━━━━━ RECORDS FOR THE TASK ━━━━━

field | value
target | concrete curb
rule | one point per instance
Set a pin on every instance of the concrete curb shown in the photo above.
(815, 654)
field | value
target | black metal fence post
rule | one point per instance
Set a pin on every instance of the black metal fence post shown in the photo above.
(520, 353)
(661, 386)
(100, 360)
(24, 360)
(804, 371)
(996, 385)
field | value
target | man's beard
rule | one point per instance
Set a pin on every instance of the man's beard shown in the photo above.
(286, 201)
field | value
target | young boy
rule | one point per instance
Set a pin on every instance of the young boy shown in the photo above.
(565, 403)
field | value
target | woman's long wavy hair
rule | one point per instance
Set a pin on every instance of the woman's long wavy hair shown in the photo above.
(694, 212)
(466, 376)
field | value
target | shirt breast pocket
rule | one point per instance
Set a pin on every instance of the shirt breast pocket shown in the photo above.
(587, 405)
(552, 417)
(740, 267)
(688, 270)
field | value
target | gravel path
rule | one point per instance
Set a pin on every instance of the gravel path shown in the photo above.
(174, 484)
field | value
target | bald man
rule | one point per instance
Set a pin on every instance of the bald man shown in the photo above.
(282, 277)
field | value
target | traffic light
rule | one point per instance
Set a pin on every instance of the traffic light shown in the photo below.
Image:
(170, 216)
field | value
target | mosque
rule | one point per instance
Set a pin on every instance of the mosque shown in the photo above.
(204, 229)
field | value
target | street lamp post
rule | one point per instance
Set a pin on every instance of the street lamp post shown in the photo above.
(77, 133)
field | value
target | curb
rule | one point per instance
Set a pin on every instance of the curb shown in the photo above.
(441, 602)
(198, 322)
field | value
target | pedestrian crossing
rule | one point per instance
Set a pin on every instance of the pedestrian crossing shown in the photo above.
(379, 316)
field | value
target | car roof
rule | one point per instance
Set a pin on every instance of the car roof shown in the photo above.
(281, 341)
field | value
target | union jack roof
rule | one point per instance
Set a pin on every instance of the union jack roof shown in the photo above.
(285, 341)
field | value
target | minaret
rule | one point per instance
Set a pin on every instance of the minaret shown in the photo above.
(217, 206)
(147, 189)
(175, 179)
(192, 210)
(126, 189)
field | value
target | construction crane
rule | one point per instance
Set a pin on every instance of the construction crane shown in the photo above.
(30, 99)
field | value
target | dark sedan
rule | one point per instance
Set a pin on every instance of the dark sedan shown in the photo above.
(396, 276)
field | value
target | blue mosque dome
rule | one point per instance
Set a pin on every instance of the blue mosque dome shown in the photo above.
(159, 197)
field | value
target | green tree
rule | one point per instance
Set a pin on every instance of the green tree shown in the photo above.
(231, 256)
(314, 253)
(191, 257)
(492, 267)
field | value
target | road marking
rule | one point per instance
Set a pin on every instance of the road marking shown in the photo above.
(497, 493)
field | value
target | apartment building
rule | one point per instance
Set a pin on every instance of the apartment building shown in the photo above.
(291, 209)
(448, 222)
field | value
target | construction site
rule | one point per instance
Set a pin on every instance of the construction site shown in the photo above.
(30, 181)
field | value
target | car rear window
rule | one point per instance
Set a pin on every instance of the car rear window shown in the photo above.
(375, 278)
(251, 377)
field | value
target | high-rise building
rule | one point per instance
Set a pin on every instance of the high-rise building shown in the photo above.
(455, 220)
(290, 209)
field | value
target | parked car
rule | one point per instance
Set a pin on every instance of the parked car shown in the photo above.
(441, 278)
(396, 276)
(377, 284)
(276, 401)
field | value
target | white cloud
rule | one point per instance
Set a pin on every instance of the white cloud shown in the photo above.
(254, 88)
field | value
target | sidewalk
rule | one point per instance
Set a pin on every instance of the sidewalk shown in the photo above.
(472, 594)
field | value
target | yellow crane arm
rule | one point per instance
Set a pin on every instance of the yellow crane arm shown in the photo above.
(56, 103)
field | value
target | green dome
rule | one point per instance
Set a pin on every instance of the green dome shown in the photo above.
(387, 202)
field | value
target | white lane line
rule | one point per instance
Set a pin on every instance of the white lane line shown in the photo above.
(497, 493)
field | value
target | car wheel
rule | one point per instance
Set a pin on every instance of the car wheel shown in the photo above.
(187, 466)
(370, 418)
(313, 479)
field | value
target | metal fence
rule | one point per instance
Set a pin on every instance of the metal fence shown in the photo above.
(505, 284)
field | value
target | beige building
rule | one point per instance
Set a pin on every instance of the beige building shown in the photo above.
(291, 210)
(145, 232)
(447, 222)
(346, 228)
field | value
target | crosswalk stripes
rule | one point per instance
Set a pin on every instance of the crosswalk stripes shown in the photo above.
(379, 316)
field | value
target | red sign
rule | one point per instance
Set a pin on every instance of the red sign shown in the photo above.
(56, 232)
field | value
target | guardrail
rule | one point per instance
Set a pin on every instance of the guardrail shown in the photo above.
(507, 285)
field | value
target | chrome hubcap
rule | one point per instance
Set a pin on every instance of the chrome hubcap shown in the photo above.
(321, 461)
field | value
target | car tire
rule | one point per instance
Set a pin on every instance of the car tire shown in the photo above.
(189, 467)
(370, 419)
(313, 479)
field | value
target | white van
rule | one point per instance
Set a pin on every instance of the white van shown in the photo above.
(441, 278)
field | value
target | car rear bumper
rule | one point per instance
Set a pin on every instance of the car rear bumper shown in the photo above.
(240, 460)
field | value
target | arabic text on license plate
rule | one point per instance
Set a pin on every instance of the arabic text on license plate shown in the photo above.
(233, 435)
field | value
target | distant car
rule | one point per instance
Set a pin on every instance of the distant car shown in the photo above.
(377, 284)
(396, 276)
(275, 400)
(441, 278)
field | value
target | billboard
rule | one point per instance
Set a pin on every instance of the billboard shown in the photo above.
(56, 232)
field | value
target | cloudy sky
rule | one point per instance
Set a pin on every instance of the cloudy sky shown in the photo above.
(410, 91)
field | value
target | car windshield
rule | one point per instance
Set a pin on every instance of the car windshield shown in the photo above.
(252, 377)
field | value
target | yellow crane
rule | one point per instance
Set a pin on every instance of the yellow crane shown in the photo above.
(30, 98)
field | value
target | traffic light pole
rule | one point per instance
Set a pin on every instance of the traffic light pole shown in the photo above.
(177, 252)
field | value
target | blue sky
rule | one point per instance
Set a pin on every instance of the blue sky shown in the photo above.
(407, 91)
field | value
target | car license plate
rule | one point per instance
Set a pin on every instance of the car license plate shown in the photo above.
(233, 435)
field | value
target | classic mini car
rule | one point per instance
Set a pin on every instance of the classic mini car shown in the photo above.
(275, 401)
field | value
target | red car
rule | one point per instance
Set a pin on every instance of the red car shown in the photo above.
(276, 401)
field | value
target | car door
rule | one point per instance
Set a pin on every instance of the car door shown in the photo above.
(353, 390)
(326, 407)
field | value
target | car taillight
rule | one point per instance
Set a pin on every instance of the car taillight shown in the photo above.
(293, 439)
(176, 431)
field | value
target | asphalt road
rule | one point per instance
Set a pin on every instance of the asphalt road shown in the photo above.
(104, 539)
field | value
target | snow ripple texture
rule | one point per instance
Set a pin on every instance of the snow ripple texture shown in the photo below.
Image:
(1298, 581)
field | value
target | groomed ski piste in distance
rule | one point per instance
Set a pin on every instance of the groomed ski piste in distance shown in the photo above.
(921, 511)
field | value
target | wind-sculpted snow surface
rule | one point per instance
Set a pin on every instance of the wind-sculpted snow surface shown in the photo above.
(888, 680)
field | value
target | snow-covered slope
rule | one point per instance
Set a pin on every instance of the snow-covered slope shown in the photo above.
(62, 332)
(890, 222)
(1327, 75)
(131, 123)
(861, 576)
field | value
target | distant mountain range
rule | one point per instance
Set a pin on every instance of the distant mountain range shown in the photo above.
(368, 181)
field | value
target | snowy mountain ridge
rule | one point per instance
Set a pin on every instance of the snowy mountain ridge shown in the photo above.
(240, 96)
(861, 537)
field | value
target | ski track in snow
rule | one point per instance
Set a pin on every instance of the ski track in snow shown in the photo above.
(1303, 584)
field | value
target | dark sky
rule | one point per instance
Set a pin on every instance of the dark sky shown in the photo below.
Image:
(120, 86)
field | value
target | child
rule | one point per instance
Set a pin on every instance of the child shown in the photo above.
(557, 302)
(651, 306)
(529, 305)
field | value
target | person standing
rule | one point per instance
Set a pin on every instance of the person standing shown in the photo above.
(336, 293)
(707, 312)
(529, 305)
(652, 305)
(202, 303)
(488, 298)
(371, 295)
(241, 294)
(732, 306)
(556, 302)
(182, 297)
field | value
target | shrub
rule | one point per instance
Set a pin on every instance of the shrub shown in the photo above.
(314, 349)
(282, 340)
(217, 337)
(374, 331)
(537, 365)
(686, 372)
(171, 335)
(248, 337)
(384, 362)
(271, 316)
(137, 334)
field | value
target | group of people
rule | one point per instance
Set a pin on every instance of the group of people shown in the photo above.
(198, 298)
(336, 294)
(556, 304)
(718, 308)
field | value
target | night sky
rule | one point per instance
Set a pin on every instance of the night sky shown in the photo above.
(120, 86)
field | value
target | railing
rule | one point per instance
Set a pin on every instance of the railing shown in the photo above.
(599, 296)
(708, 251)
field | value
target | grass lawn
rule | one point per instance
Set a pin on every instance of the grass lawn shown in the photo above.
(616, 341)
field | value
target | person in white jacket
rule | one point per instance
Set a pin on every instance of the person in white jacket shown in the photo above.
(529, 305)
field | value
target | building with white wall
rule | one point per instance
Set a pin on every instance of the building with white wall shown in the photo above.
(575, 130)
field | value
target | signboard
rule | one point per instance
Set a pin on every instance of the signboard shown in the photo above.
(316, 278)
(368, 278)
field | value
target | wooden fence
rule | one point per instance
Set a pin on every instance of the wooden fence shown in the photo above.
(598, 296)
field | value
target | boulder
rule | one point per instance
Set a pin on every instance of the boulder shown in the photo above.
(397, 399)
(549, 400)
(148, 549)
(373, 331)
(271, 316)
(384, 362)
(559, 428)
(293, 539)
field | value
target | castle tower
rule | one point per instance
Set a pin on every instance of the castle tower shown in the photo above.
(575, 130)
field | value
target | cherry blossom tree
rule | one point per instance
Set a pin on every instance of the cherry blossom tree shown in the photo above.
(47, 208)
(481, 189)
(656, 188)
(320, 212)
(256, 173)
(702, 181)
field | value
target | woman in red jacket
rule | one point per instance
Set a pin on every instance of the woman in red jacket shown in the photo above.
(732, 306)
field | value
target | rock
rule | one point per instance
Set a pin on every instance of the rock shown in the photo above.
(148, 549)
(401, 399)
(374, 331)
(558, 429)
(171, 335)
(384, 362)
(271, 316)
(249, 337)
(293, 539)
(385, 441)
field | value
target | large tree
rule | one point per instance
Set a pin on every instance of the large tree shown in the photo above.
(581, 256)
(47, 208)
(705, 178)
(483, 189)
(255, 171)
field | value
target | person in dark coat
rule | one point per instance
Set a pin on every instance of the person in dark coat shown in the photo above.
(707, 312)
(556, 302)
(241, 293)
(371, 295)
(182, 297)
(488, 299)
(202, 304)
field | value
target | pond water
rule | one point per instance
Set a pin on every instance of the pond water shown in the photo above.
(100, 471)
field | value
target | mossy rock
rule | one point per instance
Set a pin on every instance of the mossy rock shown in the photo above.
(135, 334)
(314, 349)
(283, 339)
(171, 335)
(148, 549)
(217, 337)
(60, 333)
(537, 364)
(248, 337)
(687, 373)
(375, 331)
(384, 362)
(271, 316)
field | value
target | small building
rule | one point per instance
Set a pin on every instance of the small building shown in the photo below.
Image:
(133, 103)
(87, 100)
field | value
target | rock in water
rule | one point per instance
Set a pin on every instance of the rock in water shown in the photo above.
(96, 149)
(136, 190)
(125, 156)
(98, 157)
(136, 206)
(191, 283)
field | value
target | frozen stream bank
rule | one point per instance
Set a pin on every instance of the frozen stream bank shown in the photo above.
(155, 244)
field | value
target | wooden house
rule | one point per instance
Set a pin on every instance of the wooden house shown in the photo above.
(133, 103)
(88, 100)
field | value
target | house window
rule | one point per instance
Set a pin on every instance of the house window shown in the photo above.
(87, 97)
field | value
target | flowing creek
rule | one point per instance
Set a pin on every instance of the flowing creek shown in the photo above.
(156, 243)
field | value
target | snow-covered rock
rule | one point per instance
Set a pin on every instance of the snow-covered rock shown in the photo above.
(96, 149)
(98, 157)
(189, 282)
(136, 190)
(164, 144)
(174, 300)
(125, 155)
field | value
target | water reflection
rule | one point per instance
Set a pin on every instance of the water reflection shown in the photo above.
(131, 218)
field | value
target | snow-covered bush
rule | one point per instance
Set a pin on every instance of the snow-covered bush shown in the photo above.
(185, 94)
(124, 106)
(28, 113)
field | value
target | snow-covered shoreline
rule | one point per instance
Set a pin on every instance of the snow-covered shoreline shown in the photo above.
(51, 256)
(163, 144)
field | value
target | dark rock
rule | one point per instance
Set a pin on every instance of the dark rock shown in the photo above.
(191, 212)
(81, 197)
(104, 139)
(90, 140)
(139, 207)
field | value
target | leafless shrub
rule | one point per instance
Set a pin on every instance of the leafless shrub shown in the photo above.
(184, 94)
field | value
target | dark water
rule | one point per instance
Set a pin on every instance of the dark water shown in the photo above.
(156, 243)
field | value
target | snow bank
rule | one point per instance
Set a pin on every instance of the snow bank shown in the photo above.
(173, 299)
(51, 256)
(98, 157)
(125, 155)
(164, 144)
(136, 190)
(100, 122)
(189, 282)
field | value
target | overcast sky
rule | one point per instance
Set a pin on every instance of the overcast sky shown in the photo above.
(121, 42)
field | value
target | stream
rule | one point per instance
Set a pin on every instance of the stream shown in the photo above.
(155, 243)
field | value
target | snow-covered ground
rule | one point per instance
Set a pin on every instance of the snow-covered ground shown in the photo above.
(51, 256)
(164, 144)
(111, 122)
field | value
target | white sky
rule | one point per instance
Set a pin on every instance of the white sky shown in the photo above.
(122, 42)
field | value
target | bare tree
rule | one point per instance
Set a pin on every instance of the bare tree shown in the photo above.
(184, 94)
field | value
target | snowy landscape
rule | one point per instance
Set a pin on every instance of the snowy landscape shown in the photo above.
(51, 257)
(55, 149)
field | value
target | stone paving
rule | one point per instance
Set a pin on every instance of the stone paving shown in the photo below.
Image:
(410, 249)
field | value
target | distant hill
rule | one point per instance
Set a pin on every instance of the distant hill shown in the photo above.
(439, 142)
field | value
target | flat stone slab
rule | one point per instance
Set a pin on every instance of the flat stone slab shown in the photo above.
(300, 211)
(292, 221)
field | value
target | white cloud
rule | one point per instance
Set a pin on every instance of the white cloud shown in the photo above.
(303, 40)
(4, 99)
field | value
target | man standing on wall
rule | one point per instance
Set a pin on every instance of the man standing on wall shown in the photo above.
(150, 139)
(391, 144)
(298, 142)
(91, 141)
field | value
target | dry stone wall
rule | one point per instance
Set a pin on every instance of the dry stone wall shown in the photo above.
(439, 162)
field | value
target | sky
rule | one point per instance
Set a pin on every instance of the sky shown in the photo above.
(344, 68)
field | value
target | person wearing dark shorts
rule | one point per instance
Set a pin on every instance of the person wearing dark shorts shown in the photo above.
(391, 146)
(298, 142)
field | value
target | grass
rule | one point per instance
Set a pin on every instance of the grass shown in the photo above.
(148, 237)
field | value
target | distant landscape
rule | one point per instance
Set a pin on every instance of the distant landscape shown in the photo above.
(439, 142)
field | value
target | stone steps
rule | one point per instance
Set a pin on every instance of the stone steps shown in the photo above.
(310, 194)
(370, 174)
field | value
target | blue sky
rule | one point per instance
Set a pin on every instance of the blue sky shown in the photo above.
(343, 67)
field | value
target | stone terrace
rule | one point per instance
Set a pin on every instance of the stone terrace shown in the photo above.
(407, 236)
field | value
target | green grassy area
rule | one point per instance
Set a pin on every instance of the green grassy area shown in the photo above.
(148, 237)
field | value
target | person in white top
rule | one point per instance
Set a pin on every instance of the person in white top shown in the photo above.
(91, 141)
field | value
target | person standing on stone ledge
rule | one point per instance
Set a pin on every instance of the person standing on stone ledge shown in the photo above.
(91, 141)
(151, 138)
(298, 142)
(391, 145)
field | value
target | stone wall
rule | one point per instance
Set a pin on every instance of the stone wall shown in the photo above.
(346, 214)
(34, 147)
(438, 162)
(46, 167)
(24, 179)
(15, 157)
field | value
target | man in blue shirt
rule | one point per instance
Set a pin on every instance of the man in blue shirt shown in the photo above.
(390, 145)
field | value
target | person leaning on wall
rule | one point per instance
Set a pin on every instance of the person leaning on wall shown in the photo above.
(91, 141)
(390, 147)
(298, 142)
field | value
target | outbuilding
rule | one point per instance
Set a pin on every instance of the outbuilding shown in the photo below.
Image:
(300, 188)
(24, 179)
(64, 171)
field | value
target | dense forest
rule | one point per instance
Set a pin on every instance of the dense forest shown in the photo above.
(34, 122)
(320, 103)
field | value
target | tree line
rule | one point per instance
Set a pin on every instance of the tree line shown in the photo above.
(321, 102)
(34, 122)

━━━━━

■ **SHORT EXERCISE**
Identify every line in the data above that contains the word "groomed", and copy each of those lines in full. Case counts.

■ **SOLUTION BELOW**
target | groomed ski piste in distance
Set a pin on every instance of the groomed ski piste in distance shown in the photo above.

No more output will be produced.